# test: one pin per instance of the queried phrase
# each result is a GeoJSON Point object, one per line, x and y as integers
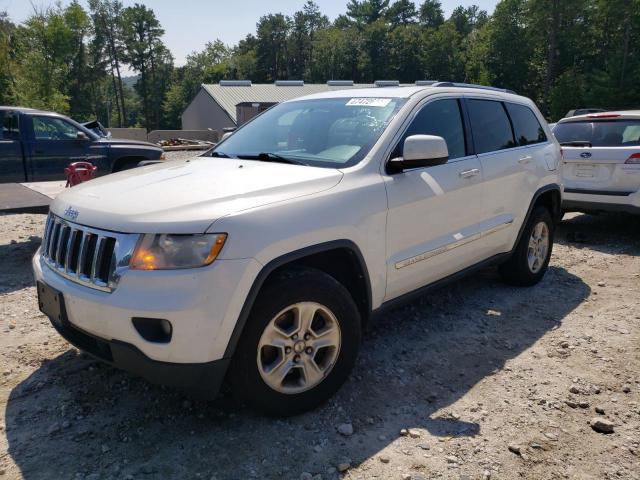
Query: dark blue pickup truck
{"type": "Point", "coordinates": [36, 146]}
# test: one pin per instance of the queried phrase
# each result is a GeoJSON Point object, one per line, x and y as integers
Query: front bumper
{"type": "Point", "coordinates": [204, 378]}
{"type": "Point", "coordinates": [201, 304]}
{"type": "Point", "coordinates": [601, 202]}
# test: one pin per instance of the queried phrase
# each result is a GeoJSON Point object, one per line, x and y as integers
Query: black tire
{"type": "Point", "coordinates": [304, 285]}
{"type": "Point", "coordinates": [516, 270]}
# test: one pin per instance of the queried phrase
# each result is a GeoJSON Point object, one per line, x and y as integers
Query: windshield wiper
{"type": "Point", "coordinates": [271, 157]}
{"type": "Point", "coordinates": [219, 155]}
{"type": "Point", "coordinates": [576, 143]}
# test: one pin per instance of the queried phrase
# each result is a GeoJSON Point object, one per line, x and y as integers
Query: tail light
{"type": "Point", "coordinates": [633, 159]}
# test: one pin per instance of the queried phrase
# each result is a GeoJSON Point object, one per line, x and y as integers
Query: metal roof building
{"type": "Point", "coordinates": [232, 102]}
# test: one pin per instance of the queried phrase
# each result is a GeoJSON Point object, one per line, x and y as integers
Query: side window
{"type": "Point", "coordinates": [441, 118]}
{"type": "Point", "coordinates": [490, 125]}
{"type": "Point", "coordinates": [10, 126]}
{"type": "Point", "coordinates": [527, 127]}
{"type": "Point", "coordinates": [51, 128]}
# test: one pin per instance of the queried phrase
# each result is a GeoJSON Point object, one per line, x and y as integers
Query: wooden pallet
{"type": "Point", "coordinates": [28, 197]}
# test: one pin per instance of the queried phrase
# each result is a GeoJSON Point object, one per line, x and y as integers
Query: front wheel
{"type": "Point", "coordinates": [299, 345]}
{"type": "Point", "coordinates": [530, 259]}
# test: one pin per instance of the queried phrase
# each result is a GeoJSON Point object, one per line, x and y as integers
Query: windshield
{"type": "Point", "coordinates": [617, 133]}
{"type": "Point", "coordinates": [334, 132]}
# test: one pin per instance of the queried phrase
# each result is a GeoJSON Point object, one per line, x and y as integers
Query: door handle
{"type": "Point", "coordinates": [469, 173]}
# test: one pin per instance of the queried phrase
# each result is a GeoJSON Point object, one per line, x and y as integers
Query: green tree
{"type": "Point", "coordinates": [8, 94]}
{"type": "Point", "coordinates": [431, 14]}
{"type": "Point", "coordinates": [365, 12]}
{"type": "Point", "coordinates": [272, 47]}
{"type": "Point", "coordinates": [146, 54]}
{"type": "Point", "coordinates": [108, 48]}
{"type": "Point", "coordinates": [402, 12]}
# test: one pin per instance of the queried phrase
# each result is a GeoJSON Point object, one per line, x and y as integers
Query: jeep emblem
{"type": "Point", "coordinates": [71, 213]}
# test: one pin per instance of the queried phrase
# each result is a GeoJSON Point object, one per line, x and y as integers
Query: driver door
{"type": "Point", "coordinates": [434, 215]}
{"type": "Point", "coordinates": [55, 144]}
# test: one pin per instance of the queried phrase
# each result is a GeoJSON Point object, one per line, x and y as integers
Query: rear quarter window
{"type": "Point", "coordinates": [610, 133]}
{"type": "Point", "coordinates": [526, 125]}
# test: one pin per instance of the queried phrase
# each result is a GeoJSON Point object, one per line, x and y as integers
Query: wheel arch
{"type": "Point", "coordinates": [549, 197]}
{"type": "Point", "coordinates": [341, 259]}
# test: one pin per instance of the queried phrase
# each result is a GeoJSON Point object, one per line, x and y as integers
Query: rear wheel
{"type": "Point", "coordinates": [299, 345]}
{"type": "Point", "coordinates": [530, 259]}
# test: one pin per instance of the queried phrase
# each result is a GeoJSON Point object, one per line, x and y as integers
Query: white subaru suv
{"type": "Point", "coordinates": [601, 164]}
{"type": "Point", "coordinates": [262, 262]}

================

Reproduce all the data as it stands. The pictures are not part of the copy.

# test: one pin per instance of the queried phrase
# each result is a GeoJSON Point object, one per line, x and y as integers
Query: dark blue pickup truck
{"type": "Point", "coordinates": [36, 146]}
# test: one pin per instance of the queried phrase
# each result is a GeoJSON Point object, one per line, x and y as integers
Query: front bumper
{"type": "Point", "coordinates": [204, 378]}
{"type": "Point", "coordinates": [201, 304]}
{"type": "Point", "coordinates": [601, 202]}
# test: one pin per instance of the queried phrase
# each result is a GeoJSON Point object, one per line, x and y as integers
Query: black tire
{"type": "Point", "coordinates": [304, 285]}
{"type": "Point", "coordinates": [516, 270]}
# test: one pin per instance of the queried phrase
# each result is a GeoJSON Point object, one per line, x and y as integers
Query: windshield wiper
{"type": "Point", "coordinates": [271, 157]}
{"type": "Point", "coordinates": [219, 155]}
{"type": "Point", "coordinates": [576, 143]}
# test: one pin per instance of the queried phrase
# each result is a GeoJSON Point object, one per line, x and y as integers
Query: tail light
{"type": "Point", "coordinates": [633, 159]}
# test: one pin per instance of the queried phrase
# each result is a GeoJSON Point object, one per line, x and y as integers
Query: metal roof building
{"type": "Point", "coordinates": [232, 102]}
# test: one pin per instance of the queried phrase
# each result is a GeoJSON Point object, one per line, x and y as integers
Query: side window
{"type": "Point", "coordinates": [441, 118]}
{"type": "Point", "coordinates": [490, 125]}
{"type": "Point", "coordinates": [10, 126]}
{"type": "Point", "coordinates": [527, 127]}
{"type": "Point", "coordinates": [51, 128]}
# test: one pin per instance of the queried phrase
# each result is a GeoJSON Point object, one per line, x and y as integers
Query: wooden pallet
{"type": "Point", "coordinates": [28, 197]}
# test: one pin per instance of the queried phrase
# each result is a GeoJSON Point object, one per line, x and y as integers
Query: front wheel
{"type": "Point", "coordinates": [299, 345]}
{"type": "Point", "coordinates": [530, 259]}
# test: one pin per instance of the queried phrase
# each result is a GeoJSON Point object, one per line, x and y as integers
Query: windshield
{"type": "Point", "coordinates": [617, 133]}
{"type": "Point", "coordinates": [334, 132]}
# test: one pin per instance of the queried phrase
# each result is a GeoJSON Point object, one per line, x and y as integers
Query: door handle
{"type": "Point", "coordinates": [469, 173]}
# test: one pin per instance of the queried phrase
# each result is a GeoJSON Point object, one per line, x and y as integers
Query: green tree
{"type": "Point", "coordinates": [8, 94]}
{"type": "Point", "coordinates": [431, 14]}
{"type": "Point", "coordinates": [365, 12]}
{"type": "Point", "coordinates": [272, 47]}
{"type": "Point", "coordinates": [146, 54]}
{"type": "Point", "coordinates": [108, 48]}
{"type": "Point", "coordinates": [402, 12]}
# test: one pin per instance of the queried phrase
# each result is a GeoJSON Point object, one per line, x and y as integers
Query: jeep emblem
{"type": "Point", "coordinates": [71, 213]}
# test: one pin per instance of the queried phrase
# each result is a GeoJSON Point object, one per line, x and y as integers
Query: driver door
{"type": "Point", "coordinates": [434, 215]}
{"type": "Point", "coordinates": [55, 144]}
# test: one pin per instance of the queried phrase
# each result is a GeoJSON Point object, one per line, x and y as integers
Query: rear quarter window
{"type": "Point", "coordinates": [610, 133]}
{"type": "Point", "coordinates": [526, 125]}
# test: one pin per instance of the queried phrase
# each result is a GeoJSON Point object, one per line, x and y as integers
Query: wheel arch
{"type": "Point", "coordinates": [549, 197]}
{"type": "Point", "coordinates": [341, 259]}
# test: one pin per instance of the queried phrase
# each result is a GeoJSON Point object, one per line, x and y as integers
Query: rear wheel
{"type": "Point", "coordinates": [299, 345]}
{"type": "Point", "coordinates": [530, 259]}
# test: one pin per instance of the queried phrase
# each result is a GeoJSON Point object, one per line, x and y as integers
Query: white subaru suv
{"type": "Point", "coordinates": [601, 164]}
{"type": "Point", "coordinates": [262, 262]}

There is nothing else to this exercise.